*INFORMATION GIVEN*

☆ ☆ ☆ ☆ ☆ ☆ ☆

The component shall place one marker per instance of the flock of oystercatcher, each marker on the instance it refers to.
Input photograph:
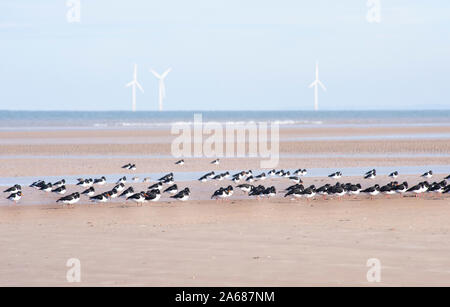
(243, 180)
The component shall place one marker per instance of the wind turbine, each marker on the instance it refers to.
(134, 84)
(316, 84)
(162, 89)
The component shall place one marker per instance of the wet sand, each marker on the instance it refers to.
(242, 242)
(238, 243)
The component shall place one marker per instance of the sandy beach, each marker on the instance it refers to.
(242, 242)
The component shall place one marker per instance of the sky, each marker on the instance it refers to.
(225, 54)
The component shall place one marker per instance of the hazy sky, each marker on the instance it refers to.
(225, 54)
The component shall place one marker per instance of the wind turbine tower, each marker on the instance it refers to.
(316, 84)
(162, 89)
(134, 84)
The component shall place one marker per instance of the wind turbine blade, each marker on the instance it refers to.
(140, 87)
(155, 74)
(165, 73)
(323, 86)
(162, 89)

☆ ☆ ☆ ☆ ☆ ☆ ☆

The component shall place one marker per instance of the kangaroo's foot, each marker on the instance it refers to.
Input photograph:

☆ ☆ ☆ ☆ ☆ ☆ ☆

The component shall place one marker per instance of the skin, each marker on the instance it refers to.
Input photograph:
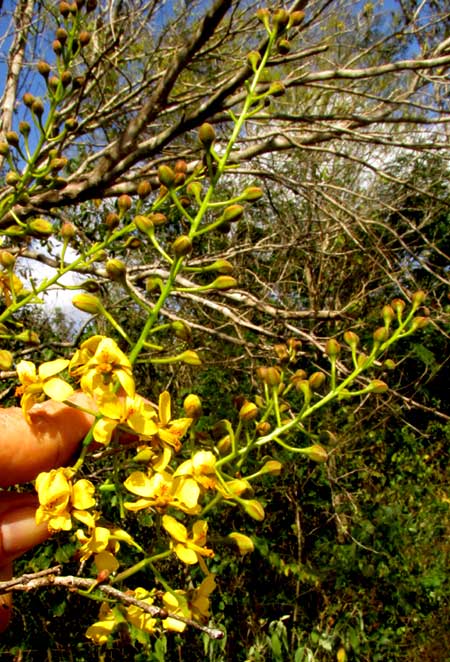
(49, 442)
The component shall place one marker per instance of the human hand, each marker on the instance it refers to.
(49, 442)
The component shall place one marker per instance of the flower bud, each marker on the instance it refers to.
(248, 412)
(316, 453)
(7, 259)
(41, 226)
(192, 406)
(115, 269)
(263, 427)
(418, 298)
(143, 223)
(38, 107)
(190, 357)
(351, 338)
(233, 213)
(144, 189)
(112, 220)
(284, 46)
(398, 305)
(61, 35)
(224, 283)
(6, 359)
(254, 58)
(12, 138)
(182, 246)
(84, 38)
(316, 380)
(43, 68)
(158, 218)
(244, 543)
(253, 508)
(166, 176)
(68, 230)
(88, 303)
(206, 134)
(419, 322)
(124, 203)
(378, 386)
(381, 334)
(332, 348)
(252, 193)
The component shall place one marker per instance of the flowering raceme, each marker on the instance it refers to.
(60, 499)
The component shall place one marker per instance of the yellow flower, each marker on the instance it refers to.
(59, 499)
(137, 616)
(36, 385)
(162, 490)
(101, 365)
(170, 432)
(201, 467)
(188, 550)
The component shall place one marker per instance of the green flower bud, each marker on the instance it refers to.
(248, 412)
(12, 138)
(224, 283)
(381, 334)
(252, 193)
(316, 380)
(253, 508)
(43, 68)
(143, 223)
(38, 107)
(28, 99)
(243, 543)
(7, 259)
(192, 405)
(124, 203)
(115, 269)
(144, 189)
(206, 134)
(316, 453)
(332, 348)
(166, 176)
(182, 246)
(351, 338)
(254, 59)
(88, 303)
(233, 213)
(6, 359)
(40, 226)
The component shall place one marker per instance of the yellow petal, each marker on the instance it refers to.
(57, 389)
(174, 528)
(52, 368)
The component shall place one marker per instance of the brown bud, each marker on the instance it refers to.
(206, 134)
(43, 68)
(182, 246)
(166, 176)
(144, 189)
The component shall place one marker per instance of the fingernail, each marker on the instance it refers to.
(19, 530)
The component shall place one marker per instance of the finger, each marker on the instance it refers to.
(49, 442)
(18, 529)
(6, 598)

☆ ☆ ☆ ☆ ☆ ☆ ☆

*STATED TASK*
Show each line in the records above that contains the word "yellow". Case counts.

*THE COMPLETED TASK*
The component shall place one marker per instance of the yellow flower, each marker on the instance it refers to.
The component shall place one marker per instance of the yellow petal, each marker on the instance it refers to.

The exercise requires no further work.